• Given text:
Provider. The entity that develops an AI system or has it developed, and places it on the EU market or puts it into service under its own name. If your company built the AI and is selling or supplying it, you are the provider. Providers carry the heaviest set of obligations under the Act.
Deployer. The entity that uses an AI system under its authority. If your company bought a CV-screening tool from another vendor and is using it to filter your job applications, you are the deployer. Deployers carry a lighter — but real — set of duties.
Importer. The entity that places on the EU market an AI system from a third country. The Act requires importers to verify that the foreign provider has done what the law requires before the system reaches Europe.
Distributor. The entity that makes an AI system available on the EU market without changing it. A reseller, in practice.
Two extra notes. First, the same organisation can be a provider for one system and a deployer for another. Second, a deployer who substantially modifies a high-risk AI system — fine-tuning, rewiring, repurposing for a new use — can become a provider under the Act, with all the heavier duties that follow. We come back to this in Lesson 4.
The extraterritorial scope
The Act applies if any of three conditions is met:
- The provider is established in the EU.
- The output of the AI system is used in the EU — even if the provider is outside the EU.
- The deployer is established in the EU.
Condition 2 catches a lot of non-EU companies. A US-based AI company that has no European office, no European staff, and no European customer can still be in the Act's scope if the output of its system is used in the EU. The European Court's approach to similar provisions in the GDPR suggests this will be interpreted broadly. If you build AI, the question to ask is not "am I European?" but "is my output used in Europe?"
What is not in scope
A short list of things the Act explicitly excludes. The Act does not apply to AI systems developed and used exclusively for military, defence, or national security purposes. It does not apply to AI for scientific research and development. It does not apply to "personal, non-professional" use of AI. It does not apply to AI systems released under free and open-source licences unless they are placed on the market or put into service as high-risk systems or fall under the GPAI provisions.
These carve-outs are narrower than they sound. The "research and development" exclusion does not cover commercial pilots. The "open source" carve-out does not protect a high-risk system just because the model under it is open. Read these exemptions in the actual text before relying on them.
Exercise — Place your AI system on the map (10 minutes)
- Pick a system or use case you care about. Either one you build, one you buy, or a hypothetical one we will keep using through the course. Write a one-sentence description.
- Answer four questions.
- What is the use the system supports? (Not "the technology" — the actual use.)
- Are you a provider, deployer, importer, or distributor — or several at once?
- Is the output used in the EU?
- Does any of the carve-outs apply to your specific case?
- Note your provisional risk tier. Just a guess for now — we tighten it in Lesson 2.
What we will cover next
Lesson 2 is about the four risk tiers in detail, with concrete examples. By the end of it you will be able to place your system in the correct tier with confidence — and know what that placement actually triggers.
Self-check
- Why did the EU pass the AI Act?
- What are the four risk tiers, and what governs the transition between them?
- What is the difference between a provider and a deployer?
- Under what conditions does the Act apply to a company based outside the EU?

• Exercise data:
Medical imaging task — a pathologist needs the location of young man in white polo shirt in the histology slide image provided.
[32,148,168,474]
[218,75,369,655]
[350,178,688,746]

• Work instructions:
1. In the AI Act lesson, what can a deployer become by substantially modifying a high-risk AI system?
2. Reproduce word for word the portion of the AI Act lesson that opens with the words containing "Two extra notes." and closes with "provider is established in the EU.".

• Set of answers:
1. A provider under the Act, with all the heavier duties that follow.

2.
Two extra notes. First, the same organisation can be a provider for one system and a deployer for another. Second, a deployer who substantially modifies a high-risk AI system — fine-tuning, rewiring, repurposing for a new use — can become a provider under the Act, with all the heavier duties that follow. We come back to this in Lesson 4.
The extraterritorial scope
The Act applies if any of three conditions is met:
- The provider is established in the EU.